[BEGIN Exercise inputs]
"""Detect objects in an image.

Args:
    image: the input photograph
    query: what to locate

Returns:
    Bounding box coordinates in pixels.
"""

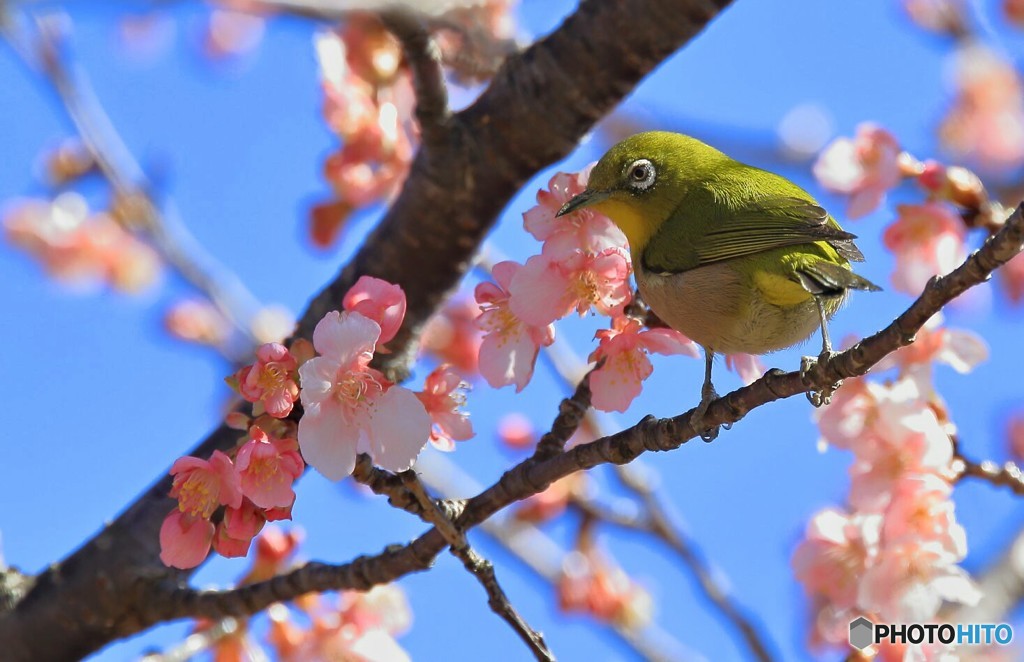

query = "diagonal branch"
[381,9,452,144]
[132,203,1024,639]
[0,0,729,660]
[142,195,1024,619]
[952,451,1024,496]
[401,470,555,660]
[END Exercise inputs]
*Task requirements:*
Please copy all of the rows above word for word, leaving out the pictures.

*Written reply:*
"""Detect objects in an image.

Args:
    image: the input photograph
    query: what to locate

Returns:
    Bounding box coordinates in pixels.
"""


query = "diagonal branch"
[381,9,452,144]
[132,203,1024,639]
[0,0,729,660]
[142,195,1024,619]
[952,451,1024,496]
[401,470,555,660]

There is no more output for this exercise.